**Activity**
Could you copy every record below exactly, leaving out the pictures?

[Data extracted from a collection]
BEGIN
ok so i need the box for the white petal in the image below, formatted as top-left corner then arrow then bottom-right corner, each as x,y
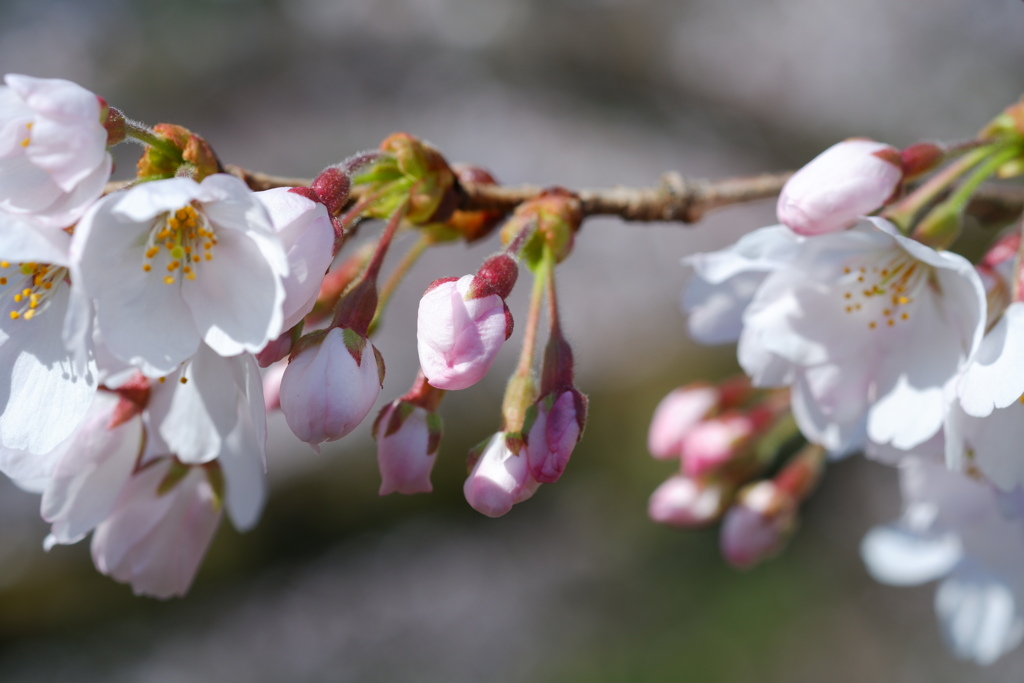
958,302 -> 1024,417
936,565 -> 1024,665
861,522 -> 962,586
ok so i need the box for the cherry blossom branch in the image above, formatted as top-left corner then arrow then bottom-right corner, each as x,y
226,165 -> 792,223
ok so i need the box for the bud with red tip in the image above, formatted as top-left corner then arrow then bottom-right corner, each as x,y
417,254 -> 517,390
374,373 -> 445,495
777,139 -> 903,236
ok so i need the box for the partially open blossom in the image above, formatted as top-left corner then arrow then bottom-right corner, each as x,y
647,383 -> 720,460
0,74 -> 112,228
374,401 -> 442,495
777,139 -> 902,236
417,269 -> 513,391
523,389 -> 586,483
91,459 -> 221,599
255,187 -> 335,331
279,327 -> 384,448
464,432 -> 538,517
648,475 -> 729,527
71,174 -> 289,377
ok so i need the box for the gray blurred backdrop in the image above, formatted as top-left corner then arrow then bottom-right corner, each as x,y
1,0 -> 1023,681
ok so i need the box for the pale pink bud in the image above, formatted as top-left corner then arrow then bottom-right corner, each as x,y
720,481 -> 796,569
374,402 -> 441,495
464,433 -> 538,517
417,274 -> 512,390
777,139 -> 902,236
647,475 -> 728,527
647,384 -> 719,460
680,413 -> 757,478
90,461 -> 221,599
279,327 -> 384,448
524,389 -> 585,483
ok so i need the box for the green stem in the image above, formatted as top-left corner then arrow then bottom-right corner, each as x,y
884,145 -> 995,231
123,120 -> 180,158
514,247 -> 550,379
368,234 -> 431,336
945,145 -> 1022,213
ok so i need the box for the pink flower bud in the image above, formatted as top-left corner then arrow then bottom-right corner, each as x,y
374,401 -> 442,495
648,475 -> 729,527
777,139 -> 902,236
719,481 -> 797,569
417,274 -> 512,390
279,328 -> 384,448
681,412 -> 758,478
524,389 -> 585,483
464,433 -> 538,517
647,384 -> 719,460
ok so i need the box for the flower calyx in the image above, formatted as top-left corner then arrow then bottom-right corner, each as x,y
137,123 -> 221,182
351,132 -> 457,224
500,188 -> 582,269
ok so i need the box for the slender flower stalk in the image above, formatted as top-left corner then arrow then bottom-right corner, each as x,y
369,233 -> 432,335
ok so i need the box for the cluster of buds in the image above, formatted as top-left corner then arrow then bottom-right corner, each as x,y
647,379 -> 823,568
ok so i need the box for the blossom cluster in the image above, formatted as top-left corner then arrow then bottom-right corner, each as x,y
663,133 -> 1024,663
0,75 -> 589,597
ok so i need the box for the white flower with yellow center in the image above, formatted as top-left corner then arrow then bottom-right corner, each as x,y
0,214 -> 96,454
738,217 -> 985,454
72,174 -> 289,376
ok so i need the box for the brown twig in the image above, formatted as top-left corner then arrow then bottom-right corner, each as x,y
106,164 -> 1024,226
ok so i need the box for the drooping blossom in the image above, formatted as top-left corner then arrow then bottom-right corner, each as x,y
862,456 -> 1024,664
279,327 -> 384,449
736,217 -> 985,453
91,459 -> 223,599
776,139 -> 902,236
417,272 -> 513,390
0,213 -> 96,454
464,432 -> 538,517
0,74 -> 112,228
71,174 -> 289,377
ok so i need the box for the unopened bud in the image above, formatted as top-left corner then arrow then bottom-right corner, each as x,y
464,433 -> 539,517
523,388 -> 587,483
647,383 -> 720,460
312,166 -> 351,217
777,139 -> 902,236
720,480 -> 797,569
648,475 -> 730,527
899,142 -> 945,179
374,401 -> 442,495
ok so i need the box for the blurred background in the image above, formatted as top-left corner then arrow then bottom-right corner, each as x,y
0,0 -> 1023,680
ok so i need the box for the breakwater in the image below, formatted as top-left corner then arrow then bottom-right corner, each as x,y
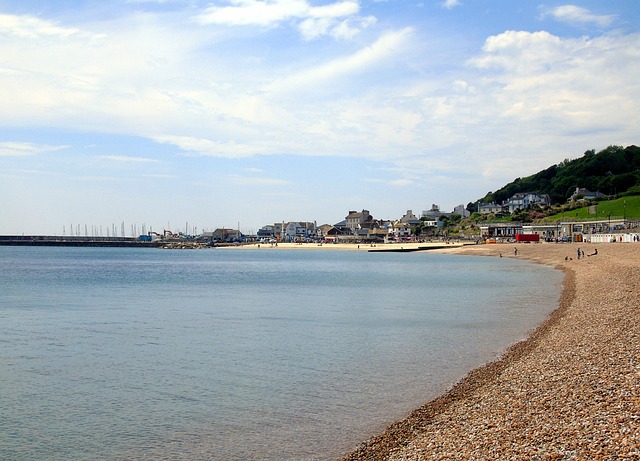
368,245 -> 453,252
0,235 -> 161,247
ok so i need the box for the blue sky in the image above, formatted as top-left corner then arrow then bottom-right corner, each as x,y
1,0 -> 638,235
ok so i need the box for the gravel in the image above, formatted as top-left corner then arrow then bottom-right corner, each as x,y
340,243 -> 640,461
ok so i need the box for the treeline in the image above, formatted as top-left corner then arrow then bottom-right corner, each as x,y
477,145 -> 640,207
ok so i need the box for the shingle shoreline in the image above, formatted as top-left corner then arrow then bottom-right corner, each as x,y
341,243 -> 640,460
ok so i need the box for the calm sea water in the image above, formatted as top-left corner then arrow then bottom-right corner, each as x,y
0,246 -> 562,460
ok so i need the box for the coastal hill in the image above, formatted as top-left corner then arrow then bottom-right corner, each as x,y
475,145 -> 640,207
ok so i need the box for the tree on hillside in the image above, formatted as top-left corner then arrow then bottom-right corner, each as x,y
479,145 -> 640,206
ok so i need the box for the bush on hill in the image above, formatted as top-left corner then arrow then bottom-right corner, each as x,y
478,145 -> 640,206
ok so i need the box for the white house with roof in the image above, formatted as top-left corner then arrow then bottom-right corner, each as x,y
421,204 -> 442,219
570,187 -> 606,201
478,202 -> 503,214
453,204 -> 471,218
503,192 -> 550,213
257,225 -> 276,239
282,221 -> 317,241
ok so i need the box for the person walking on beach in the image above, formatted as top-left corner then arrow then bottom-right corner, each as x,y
577,247 -> 581,259
514,247 -> 518,256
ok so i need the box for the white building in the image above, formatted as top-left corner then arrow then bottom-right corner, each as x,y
503,192 -> 550,213
453,204 -> 470,218
282,221 -> 317,241
421,204 -> 442,218
478,202 -> 503,214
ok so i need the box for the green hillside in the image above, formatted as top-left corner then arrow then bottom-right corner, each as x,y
477,145 -> 640,205
543,195 -> 640,221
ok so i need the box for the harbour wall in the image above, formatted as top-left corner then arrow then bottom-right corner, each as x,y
0,235 -> 161,247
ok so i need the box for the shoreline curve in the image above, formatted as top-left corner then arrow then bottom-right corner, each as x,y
339,242 -> 639,460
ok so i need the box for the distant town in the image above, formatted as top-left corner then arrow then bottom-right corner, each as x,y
166,186 -> 637,245
1,186 -> 638,248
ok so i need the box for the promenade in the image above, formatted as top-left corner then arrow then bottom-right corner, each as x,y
342,242 -> 640,460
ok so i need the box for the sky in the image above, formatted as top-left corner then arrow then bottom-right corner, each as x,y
0,0 -> 638,236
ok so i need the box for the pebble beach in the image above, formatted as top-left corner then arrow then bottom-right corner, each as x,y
340,242 -> 640,460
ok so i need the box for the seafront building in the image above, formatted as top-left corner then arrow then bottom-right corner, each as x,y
480,217 -> 636,243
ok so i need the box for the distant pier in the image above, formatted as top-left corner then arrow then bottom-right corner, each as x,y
368,245 -> 450,253
0,235 -> 161,247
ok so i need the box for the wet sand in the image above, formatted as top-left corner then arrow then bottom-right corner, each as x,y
340,242 -> 640,460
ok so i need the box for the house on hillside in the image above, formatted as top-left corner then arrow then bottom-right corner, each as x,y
570,187 -> 606,201
421,218 -> 440,228
421,204 -> 443,219
478,202 -> 503,214
453,204 -> 471,218
503,192 -> 550,213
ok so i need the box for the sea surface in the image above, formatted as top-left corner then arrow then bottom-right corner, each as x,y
0,246 -> 563,460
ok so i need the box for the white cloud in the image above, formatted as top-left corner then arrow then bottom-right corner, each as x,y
END
**Answer box**
ok so i need the box for the white petal in the image below, formatted as top-left corner then arrow then bottom-right corner, each as x,y
958,302 -> 1024,417
936,565 -> 1024,665
861,522 -> 962,586
ok so i need the box for the cherry blossom branch in the image above, formatted as top-left corner then arrow then bottom-right corner, each as x,y
226,165 -> 792,223
ok so i need the box for the bud with red tip in the image above, formatted as top-left corner then arrow then bottom-right corner, each as x,y
417,254 -> 517,390
374,373 -> 445,495
777,139 -> 903,236
ok so i need the box for the partially open blossom in the image above, formatted as top-left corner then arrow then bottom-right corner, each as x,y
647,383 -> 720,460
0,74 -> 112,228
374,401 -> 442,495
777,139 -> 902,236
417,269 -> 513,391
523,389 -> 586,483
91,459 -> 221,599
255,187 -> 335,331
279,327 -> 384,448
464,432 -> 538,517
648,475 -> 729,527
71,174 -> 289,377
ok so i need the box for the gray blurred backdrop in the image above, formatted as top-left corner then arrow then bottom-right corner, each as x,y
1,0 -> 1023,681
ok so i need the box for the pale pink bud in the image above, formatted as top-left corner then arrow then bottom-right corner, each as x,y
720,481 -> 796,569
374,402 -> 441,495
464,433 -> 538,517
417,274 -> 512,390
777,139 -> 902,236
647,475 -> 728,527
647,384 -> 719,460
680,413 -> 757,478
90,461 -> 221,599
279,327 -> 384,448
524,389 -> 585,483
ok so i need the box for the green stem in the image above, formatted as top-left corner then arrow then bottom-right corner, each as x,y
884,145 -> 995,231
123,120 -> 180,158
514,247 -> 550,379
368,234 -> 431,336
945,145 -> 1022,213
ok so i need the box for the pink flower bud in the image above, formatted as top-left corner then arrow then bottom-right corner, each as x,y
374,401 -> 442,495
648,475 -> 729,527
777,139 -> 902,236
719,481 -> 797,569
417,274 -> 512,390
279,328 -> 384,448
681,412 -> 758,478
524,389 -> 585,483
464,433 -> 538,517
647,384 -> 719,460
ok so i need the box for the flower calyx in the image above, formatted as top-left corner then arrow then bottom-right corner, each as x,y
137,123 -> 221,182
351,132 -> 457,224
500,188 -> 582,269
ok so i need the box for the slender flower stalk in the image above, formatted as top-left corner then arrow then bottom-right corner, each as x,y
369,233 -> 432,335
ok so i need the box for the cluster of buds in the image above, formatted as top-left corner then arrow then bottom-right corner, each as x,y
647,379 -> 823,568
ok so i need the box for the blossom cluster in the image above, formatted as top-left corner then arrow then bottom-right corner, each as x,y
663,133 -> 1024,663
0,75 -> 589,597
ok so i need the box for the white flower with yellow center in the image above, formatted as top-left corner then arrow then bottom-right corner, each as x,y
0,214 -> 96,454
738,217 -> 985,454
72,174 -> 289,376
ok so i need the box for the brown twig in the image above, formatted as top-left corner then arrow then bottom-right corner, each as x,y
106,164 -> 1024,226
ok so i need the box for the drooping blossom in the image above, formatted as top-left corner then arrow then bottom-right corner, each as x,y
862,456 -> 1024,664
279,327 -> 384,449
736,217 -> 985,453
91,459 -> 223,599
776,139 -> 902,236
417,272 -> 513,390
0,213 -> 96,454
464,432 -> 538,517
0,74 -> 112,228
71,174 -> 289,377
ok so i need the box for the unopened bud in the image above, formatted as top-left corner then arrow then bottom-right corner, each as x,y
464,433 -> 539,517
523,388 -> 587,483
647,383 -> 720,460
312,166 -> 351,217
777,139 -> 902,236
720,480 -> 797,569
648,475 -> 730,527
899,142 -> 945,179
374,401 -> 442,495
ok so i need the box for the blurred background in the image above, formatted as top-left corner then arrow then bottom-right corner, each as x,y
0,0 -> 1023,680
ok so i need the box for the breakwater in the image below, formatted as top-left corner then arrow then bottom-right corner, each as x,y
368,245 -> 453,252
0,235 -> 161,247
ok so i need the box for the blue sky in the image above, formatted as top-left corner then arrow then bottom-right corner, each as x,y
1,0 -> 638,235
ok so i need the box for the gravel in the image above, formatted as top-left corner then arrow then bottom-right corner, each as x,y
340,243 -> 640,461
ok so i need the box for the treeline in the image above, formatted as top-left corner then arrow then bottom-right corner, each as x,y
477,145 -> 640,207
ok so i need the box for the shingle shoreline in the image above, formatted as top-left corner then arrow then bottom-right corner, each as x,y
341,243 -> 640,460
ok so i need the box for the calm sea water in the image above, formatted as top-left corner then arrow then bottom-right corner, each as x,y
0,246 -> 562,460
ok so i need the box for the coastal hill in the image above, formatted as top-left corner then arrow then bottom-right corner, each as x,y
475,145 -> 640,207
ok so i need the box for the tree on hillside in the image above, formatted as top-left corner then arrow then bottom-right corner, each as x,y
479,145 -> 640,206
ok so i need the box for the bush on hill in the image above, formatted as top-left corner then arrow then bottom-right corner, each as x,y
478,145 -> 640,206
ok so i need the box for the white house with roof in the image above, formatted as top-left corner then arrow then bottom-right corner, each as x,y
421,204 -> 442,219
570,187 -> 606,201
478,202 -> 503,214
453,204 -> 471,218
503,192 -> 550,213
257,225 -> 276,239
282,221 -> 317,241
ok so i need the box for the person walking on beach in the image above, formatted as top-left corner then arrow then bottom-right corner, each as x,y
577,247 -> 581,259
514,247 -> 518,256
ok so i need the box for the white building in the image above, formatted as top-left corner then arrow then bottom-right corner, each as x,y
503,192 -> 550,213
453,204 -> 470,218
282,221 -> 317,241
421,204 -> 442,218
478,202 -> 503,214
ok so i need the box for the green hillside in the image above, formatted as top-left corner then arrow then bottom-right corner, each as x,y
477,145 -> 640,205
543,195 -> 640,221
ok so i need the box for the harbour wall in the image above, formatted as top-left corner then arrow then bottom-right corner, each as x,y
0,235 -> 161,247
ok so i need the box for the shoreline curve in the image above, formatted as top-left corner then arrow then bottom-right corner, each as x,y
339,242 -> 639,460
ok so i need the box for the distant town in the image above, formatted as top-left corner then arrow then bottom-right corner, each as x,y
166,186 -> 637,245
1,186 -> 638,248
ok so i need the box for the promenade in the image above, formatted as top-left corner then arrow then bottom-right corner, each as x,y
342,242 -> 640,460
ok so i need the box for the sky in the image above, formatted as top-left corner then arrow then bottom-right corner, each as x,y
0,0 -> 638,236
ok so i need the box for the pebble beach in the image above, formatted as top-left corner then arrow then bottom-right corner, each as x,y
340,242 -> 640,460
ok so i need the box for the seafront building in the image above, formatted as top-left corner then arrow then bottom-right corner, each as x,y
480,217 -> 636,243
ok so i need the box for the distant pier in the image above, formatted as top-left corner then arrow then bottom-right corner, each as x,y
368,245 -> 450,253
0,235 -> 161,247
ok so i need the box for the wet sand in the image above, formatted as top-left corner then arrow then bottom-right corner, each as x,y
340,242 -> 640,460
ok so i need the box for the house on hillside in the image above, formatted as top-left corner then arrow then bottom-right corner, each as x,y
570,187 -> 606,201
421,218 -> 440,228
421,204 -> 443,219
478,202 -> 503,214
453,204 -> 471,218
503,192 -> 550,213
ok so i need the box for the sea surface in the image above, formatted as top-left corner then arrow then bottom-right corner, each as x,y
0,246 -> 563,460
ok so i need the box for the white cloud in the image above, formatted as top-left corner then arrow then bottom-right corner, each as x,y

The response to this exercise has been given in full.